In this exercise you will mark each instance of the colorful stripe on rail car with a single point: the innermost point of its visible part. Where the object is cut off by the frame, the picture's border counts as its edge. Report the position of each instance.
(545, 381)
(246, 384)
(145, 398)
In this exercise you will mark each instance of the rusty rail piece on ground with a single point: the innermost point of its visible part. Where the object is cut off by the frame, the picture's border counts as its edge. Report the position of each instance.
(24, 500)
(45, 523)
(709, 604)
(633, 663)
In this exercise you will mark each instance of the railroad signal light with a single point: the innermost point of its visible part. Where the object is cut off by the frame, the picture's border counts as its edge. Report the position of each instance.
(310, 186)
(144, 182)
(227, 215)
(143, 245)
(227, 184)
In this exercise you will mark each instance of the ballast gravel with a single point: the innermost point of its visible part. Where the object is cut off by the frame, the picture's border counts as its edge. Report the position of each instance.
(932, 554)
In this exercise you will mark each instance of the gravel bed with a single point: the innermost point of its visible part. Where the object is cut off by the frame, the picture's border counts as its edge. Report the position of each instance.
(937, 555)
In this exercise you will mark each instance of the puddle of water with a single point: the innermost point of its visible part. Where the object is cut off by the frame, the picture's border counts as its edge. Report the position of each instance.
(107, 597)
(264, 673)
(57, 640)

■ ■ ■ ■ ■ ■ ■

Objective ▸
Please rewrite all of the entries above with every "single point" changed to "single marker", leaving everything else unchanged.

Solution to this problem ▸
In this exercise you will mark each instance of the colorful stripe on rail car with a single marker: the innermost point of its visible part. Where the object is cut off by the frame, the picture's border counts as its edge. Report the position of each instance.
(545, 381)
(246, 384)
(145, 398)
In this exercise you will mark each instance of the rusty rail piece on ground with a single marker: the innermost point of its visible part. Where the object is cut off by the frame, the picture's border counts as its edge. Report the position of each instance.
(24, 500)
(45, 523)
(709, 604)
(633, 663)
In this exercise you will mark each instance of the railroad signal light with a single marker: the innermost point of its visible part. Where the object is cut off by the frame, the picture's border counts as its edge. Report the position of each instance.
(310, 186)
(144, 182)
(227, 215)
(143, 245)
(227, 184)
In this exercise you will mark each instance of the ballast gravel with a single marker: the innermost point of its visible part. Where the object is cut off by the frame, the picture's border counts as its edge. Report the position of each instance.
(932, 554)
In this exercise you will mark each instance of the gravel bed with a single marker: the innermost point of its visible part. Where the object is cut off by the frame, the picture's border counts as its edge. Report the position of each instance.
(937, 555)
In this exercise you will mark each instance of the puddle of water with a single marker: the innermost point of its visible part. Where the object is cut off by the frame, the picture's border counts as its edge. Report the position of each instance.
(107, 597)
(264, 673)
(57, 640)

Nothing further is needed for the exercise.